=== Task details ===
Turn every line of the entries below into a numbered list, leaving out any blank lines.

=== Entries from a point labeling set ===
################

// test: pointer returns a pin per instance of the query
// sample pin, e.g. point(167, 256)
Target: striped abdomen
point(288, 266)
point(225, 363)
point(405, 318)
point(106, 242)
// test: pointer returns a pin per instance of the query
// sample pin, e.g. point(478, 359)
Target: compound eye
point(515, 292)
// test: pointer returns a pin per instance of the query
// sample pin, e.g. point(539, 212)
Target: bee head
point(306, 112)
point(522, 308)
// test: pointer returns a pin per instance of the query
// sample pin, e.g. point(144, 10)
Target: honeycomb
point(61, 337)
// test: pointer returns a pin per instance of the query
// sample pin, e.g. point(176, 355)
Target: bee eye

################

=== Response for this exercise ===
1. // test: pointer returns a pin per instance of the query
2. // sample pin, e.g. point(167, 256)
3. Target: striped abdomen
4. point(288, 266)
5. point(225, 363)
6. point(405, 318)
7. point(106, 242)
8. // test: pointer returns a pin per instance of the query
9. // sample pin, e.g. point(478, 359)
10. Target: compound eye
11. point(515, 292)
12. // test: pointer returns a pin per instance of the query
13. // sample pin, e.g. point(539, 212)
14. Target: bee head
15. point(306, 112)
16. point(522, 308)
17. // test: pointer returns a pin per instance of the query
18. // sample pin, e.g. point(144, 10)
19. Target: honeycomb
20. point(61, 337)
21. // test: pointer returns a pin per instance of the query
22. // sample pin, e.g. point(176, 355)
23. Target: bee eye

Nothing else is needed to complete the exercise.